Ahmad Rusliadi: “Tidak Masalah, Karena Perhutani Cuma Pengelola.”

Terkait dengan Perhutanan Sosial, khususnya di Bogor, ditemukan adanya sengketa lahan dengan masyarakat, seperti di Desa Sukawangi – Puncak Dua, seperti telah berulang kali diberitakan oleh greenindonesia.co (GI). Kasus tersebut tampaknya berkepanjangan. Apa dan bagaimana solusinya? Untuk itu GI melakukan wawancara khusus, langsung dengan ADM Perhutani Bogor, Ahmad Rusliadi, di Kantor KPH Perhutani – Cibinong 22/09/2022. Berikut petikan wawancaranya:

Mohon pencerahan dari Bapak sebagai ADM Perhutani tentang kegiatan Perhutanan Sosial, khususnya yang berkaitan dengan Perjanjian Kerjasama (PKS) dan Naskah Kesepakatan Kerjasama (NKK). Apa dampaknya dan bagaimana dengan hubungannya dengan masyarakat di sekitar hutan.  

Wadah masyarakat dalam kaitan kerjasama dengan Perhutani adalah LMDH. Syaratnya; salah-satunya mengakui kawasan hutan.

Sebenarnya selama ini tidak ada masalah… Cuma karena masyarakat telah menggarapnya sangat lama, maka merasa lahan itu hak miliknya.

Lalu bagaimana dengan status lahan masyarakat yang telah ikut dan menandatangi NKK Perhutanan Sosial dengan Perhutani? Apakah mereka nantinya akan mendapatkan legalisasi sebagai pemilik lahan?

Tidak bisa. Karena  itu tanah negara. Perhutani pun sebenarnya bukan pemilik. Perhutani hanya sebagai pengelola. Yang berhak menetapkan itu lahan masyarakat atau bukan, ya BPKH. Bukan Perhutani.

Sekarang kan ada ‘oknum-oknum’ yang memanfaatkan kondisi ini. Memungut biaya dan macam-macam, dengan iming-iming nanti lahannya dilegalkan. Itu oknum! Tetap tidak bisa. Soal pelepasan lahan hutan ke masyarakat ada mekanismenya. Prosedurnya ialah dengan ada pengusulan melalui Pemda, terus ke KLHK dan BPKH.

·····

**TUGAS LATIHAN:**
a - Salin kata demi kata bagian kutipan wawancara yang dimulai pada "Lalu bagaimana dengan" dan berakhir pada "KLHK dan BPKH.".
b - Menurut kutipan wawancara, siapa yang berhak menetapkan apakah suatu lahan merupakan lahan masyarakat atau bukan?
c - Lanjutkan kutipan wawancara tentang Perhutanan Sosial di Bogor, dimulai sesudah kalimat terakhirnya.
Daftar yang menyusul merupakan bahan tersendiri yang terpisah dari kutipan wawancara.

**DATA:**
·····

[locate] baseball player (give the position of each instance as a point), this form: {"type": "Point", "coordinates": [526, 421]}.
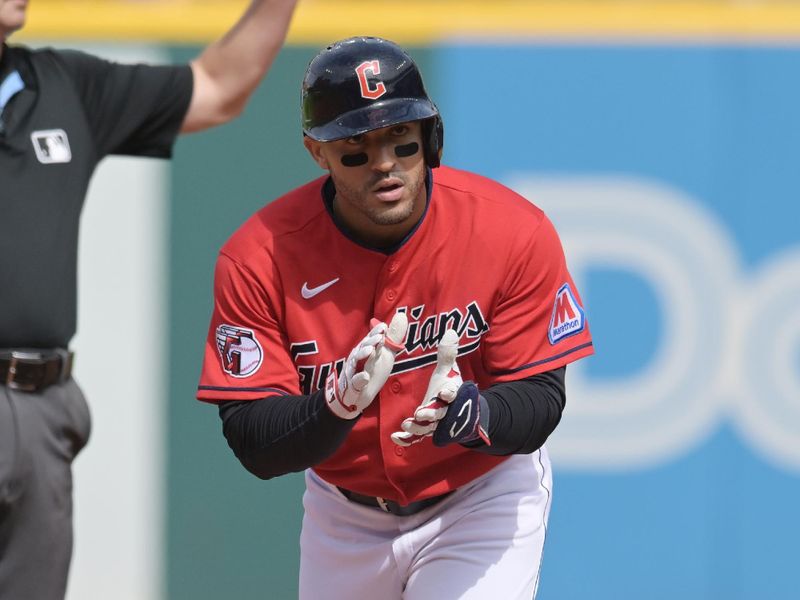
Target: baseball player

·····

**JAWABAN BERURUTAN:**
a -
Lalu bagaimana dengan status lahan masyarakat yang telah ikut dan menandatangi NKK Perhutanan Sosial dengan Perhutani? Apakah mereka nantinya akan mendapatkan legalisasi sebagai pemilik lahan?

Tidak bisa. Karena  itu tanah negara. Perhutani pun sebenarnya bukan pemilik. Perhutani hanya sebagai pengelola. Yang berhak menetapkan itu lahan masyarakat atau bukan, ya BPKH. Bukan Perhutani.

Sekarang kan ada ‘oknum-oknum’ yang memanfaatkan kondisi ini. Memungut biaya dan macam-macam, dengan iming-iming nanti lahannya dilegalkan. Itu oknum! Tetap tidak bisa. Soal pelepasan lahan hutan ke masyarakat ada mekanismenya. Prosedurnya ialah dengan ada pengusulan melalui Pemda, terus ke KLHK dan BPKH.

b - BPKH, bukan Perhutani.

c -
Apa pendapat Bapak dengan persepsi yang berkembang, bahwa seolah-olah antara Perhutani dengan masyarakat telah terjadi sengketa saling klaim lahan (kasus tenurial).

Sebenarnya itubukan masalah antara Perhutani dengan masyarakat. Masalahnya bukan di situ.

Itu urusan pemerintah, misalnya antara masyarakat dengan Pemda dan KLHK, khususnya BPKH. Karena mereka adalah regulator. Perhutani bukan regulator.

Bagi kami tidak masalah jika ada pengusulan melalui Pemda Bogor ke KLHK untuk mengalihkan (redistribusi) lahan bagi masyarakat. Silahkan saja. Kami akan mengikuti dan mematuhi saja.

Kan selama ini Perhutani adalah sebagai pihak yang diberi hak mengelola dan kewajiban menjaga. Maka ya kami jaga…!

Jika demikian (terkait kawasan hutan yang dikeloa Perhutani), bagaimana nasib masyarakat terkait lahan desa atau alahan adat yang notabene saat ini dinyatakan sebagai kawasan hutan?  

Ada mekanismenya. Bisa dilihat di Permen KLHK No. 7 Tahun 2021, dan Permen KLHK No. 9 Tahun 2021 yang merupakan turunan dari Undang-undang Cipta Kerja.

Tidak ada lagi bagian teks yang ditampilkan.